AIM OF THE EXERCISE: Extract the line that contains "man in suit" and every line after it to the end of the records below, exactly as written and nothing else.

SOURCE MATERIAL:
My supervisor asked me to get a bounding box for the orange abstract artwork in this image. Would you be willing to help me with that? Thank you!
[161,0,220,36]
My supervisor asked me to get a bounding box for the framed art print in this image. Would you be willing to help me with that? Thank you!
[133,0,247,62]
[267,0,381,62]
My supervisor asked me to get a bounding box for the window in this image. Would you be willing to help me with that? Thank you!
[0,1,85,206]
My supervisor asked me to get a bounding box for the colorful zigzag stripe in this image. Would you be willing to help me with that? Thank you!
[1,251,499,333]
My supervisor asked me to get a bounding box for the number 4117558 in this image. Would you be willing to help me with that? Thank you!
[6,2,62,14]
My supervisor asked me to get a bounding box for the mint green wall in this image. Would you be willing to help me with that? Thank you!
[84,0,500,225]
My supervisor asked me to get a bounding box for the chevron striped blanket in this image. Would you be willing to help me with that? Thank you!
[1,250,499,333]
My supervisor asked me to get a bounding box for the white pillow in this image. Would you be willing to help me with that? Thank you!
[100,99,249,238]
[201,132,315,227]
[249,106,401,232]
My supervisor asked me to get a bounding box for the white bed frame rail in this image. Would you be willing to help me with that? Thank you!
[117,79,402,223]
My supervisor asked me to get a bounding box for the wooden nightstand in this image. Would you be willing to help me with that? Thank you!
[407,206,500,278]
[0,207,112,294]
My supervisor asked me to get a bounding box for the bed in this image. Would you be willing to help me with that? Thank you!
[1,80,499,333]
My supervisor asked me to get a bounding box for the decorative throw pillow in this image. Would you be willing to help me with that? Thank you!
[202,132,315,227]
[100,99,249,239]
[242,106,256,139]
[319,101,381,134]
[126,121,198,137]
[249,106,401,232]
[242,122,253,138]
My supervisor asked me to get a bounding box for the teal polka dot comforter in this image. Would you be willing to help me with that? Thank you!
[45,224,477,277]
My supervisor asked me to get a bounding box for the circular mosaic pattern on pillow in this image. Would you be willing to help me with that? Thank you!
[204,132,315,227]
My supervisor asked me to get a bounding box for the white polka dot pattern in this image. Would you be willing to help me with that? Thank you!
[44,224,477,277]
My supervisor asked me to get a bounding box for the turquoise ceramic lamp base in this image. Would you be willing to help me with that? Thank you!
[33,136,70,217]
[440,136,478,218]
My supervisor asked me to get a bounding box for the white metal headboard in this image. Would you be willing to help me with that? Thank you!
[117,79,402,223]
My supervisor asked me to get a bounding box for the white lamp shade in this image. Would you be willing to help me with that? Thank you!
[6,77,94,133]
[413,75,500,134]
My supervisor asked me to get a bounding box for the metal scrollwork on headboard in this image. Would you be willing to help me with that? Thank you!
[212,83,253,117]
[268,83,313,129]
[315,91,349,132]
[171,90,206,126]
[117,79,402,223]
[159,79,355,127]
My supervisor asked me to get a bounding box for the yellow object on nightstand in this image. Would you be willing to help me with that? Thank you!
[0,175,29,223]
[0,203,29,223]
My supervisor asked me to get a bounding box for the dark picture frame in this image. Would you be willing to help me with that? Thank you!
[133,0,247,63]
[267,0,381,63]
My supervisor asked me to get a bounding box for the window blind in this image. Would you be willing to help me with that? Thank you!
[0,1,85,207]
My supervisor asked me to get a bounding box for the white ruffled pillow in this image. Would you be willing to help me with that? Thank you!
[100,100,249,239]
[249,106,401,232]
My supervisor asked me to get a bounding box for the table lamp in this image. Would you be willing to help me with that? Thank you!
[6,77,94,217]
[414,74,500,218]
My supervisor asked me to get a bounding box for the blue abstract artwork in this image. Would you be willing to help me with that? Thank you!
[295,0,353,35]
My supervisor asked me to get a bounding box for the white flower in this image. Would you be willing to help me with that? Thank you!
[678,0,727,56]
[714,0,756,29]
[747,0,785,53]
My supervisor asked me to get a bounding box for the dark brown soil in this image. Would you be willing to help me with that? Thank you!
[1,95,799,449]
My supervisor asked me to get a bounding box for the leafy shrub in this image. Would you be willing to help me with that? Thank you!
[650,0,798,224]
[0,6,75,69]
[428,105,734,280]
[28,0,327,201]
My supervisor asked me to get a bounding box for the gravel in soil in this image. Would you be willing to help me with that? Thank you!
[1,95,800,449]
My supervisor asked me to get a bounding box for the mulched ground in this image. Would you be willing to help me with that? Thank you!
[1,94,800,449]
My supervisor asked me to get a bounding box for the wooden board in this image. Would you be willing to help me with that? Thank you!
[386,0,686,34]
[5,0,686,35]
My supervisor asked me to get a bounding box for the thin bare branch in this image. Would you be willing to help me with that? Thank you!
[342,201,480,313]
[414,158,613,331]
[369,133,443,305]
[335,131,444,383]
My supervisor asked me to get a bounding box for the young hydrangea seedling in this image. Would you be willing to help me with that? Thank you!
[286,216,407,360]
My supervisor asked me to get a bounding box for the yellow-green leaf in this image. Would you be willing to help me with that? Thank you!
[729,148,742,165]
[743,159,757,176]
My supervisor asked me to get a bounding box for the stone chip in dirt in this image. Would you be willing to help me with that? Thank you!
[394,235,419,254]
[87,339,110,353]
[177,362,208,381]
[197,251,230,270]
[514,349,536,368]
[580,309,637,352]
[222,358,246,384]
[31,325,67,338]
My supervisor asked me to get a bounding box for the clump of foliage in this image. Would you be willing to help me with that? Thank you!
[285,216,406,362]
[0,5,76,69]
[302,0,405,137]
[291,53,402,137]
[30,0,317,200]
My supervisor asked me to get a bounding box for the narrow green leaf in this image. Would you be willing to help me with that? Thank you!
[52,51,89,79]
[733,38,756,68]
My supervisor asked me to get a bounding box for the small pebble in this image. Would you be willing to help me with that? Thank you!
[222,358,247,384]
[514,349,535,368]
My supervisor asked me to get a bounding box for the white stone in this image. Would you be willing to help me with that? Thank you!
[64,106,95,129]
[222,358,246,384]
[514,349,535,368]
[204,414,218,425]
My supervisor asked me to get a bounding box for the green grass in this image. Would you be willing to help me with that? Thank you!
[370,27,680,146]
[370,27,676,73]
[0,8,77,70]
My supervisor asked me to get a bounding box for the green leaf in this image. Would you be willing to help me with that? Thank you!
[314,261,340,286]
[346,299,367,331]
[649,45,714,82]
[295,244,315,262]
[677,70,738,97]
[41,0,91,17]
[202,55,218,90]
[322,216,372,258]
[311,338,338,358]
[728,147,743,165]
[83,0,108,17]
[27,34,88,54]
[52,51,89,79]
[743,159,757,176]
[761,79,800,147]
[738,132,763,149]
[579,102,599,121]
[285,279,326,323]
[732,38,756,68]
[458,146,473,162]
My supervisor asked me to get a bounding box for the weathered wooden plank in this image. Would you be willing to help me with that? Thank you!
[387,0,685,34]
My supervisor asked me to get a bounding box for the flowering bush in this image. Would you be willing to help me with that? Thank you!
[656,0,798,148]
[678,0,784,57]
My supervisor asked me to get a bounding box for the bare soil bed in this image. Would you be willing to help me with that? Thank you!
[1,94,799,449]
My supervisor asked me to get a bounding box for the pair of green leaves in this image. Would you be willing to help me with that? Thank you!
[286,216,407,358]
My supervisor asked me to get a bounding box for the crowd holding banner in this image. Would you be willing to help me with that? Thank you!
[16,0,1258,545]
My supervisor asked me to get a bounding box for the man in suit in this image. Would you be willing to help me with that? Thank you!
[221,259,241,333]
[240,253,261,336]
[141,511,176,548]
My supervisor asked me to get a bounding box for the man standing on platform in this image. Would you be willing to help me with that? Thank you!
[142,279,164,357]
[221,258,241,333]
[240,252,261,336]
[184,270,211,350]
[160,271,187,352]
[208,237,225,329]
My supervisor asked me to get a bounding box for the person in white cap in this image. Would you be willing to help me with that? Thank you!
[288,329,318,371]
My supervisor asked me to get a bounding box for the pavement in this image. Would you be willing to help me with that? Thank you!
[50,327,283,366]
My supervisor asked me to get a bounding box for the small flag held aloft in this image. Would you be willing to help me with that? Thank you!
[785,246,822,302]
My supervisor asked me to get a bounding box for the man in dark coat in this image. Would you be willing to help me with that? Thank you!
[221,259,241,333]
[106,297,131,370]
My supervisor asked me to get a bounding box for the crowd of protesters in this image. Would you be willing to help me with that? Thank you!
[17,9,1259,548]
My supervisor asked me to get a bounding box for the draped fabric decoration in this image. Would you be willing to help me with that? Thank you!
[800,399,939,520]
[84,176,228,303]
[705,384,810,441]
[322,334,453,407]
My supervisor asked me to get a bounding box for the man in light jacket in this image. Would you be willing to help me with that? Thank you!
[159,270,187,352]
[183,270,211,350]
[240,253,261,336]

YOUR SOLUTION:
My supervisor asked me to get a bounding box for the man in suit in this image. Would you be willing to help me with that? Thank you!
[221,259,241,333]
[240,253,261,336]
[141,511,176,548]
My supervisor asked me to get a bounding box for the man standing on platform in this image. Would you be willing to help me with that? Thank you!
[142,279,164,357]
[221,258,241,333]
[240,252,261,336]
[184,270,211,350]
[160,271,187,352]
[208,237,225,329]
My supervisor asked me to get a bounding box for the person in white cap in this image. Would you be willing to help me with that? Thank you!
[288,329,318,371]
My supervisor asked me to get a bounding box for the pavement in this image. Would you be willing to help me with that? Thank you!
[50,327,283,366]
My supervisor asked me to get a bounding box for the small flag held aloft in this image. Would you be willing to help me with that? Thank you!
[785,246,822,302]
My supervisor asked me to get a bounding box for the man in dark coat in this image. Would you be willing to help me with that? Thank you!
[221,259,241,333]
[106,297,131,370]
My supervisor asked me to get a bounding box for the crowd of protesters in this image. Would you be willing to help me with that? Thank you!
[17,9,1259,548]
My supervisor asked me to get a bounding box for the draped fabric decoration in this image. Would you be willing to help me with that? Thank you!
[800,399,939,520]
[84,176,228,303]
[705,384,810,441]
[322,334,453,407]
My supervisor asked me to get a bounding box for the man in light jacket in this image. Would you be willing to help me with that? Thank you!
[159,270,187,352]
[183,270,211,350]
[240,253,261,336]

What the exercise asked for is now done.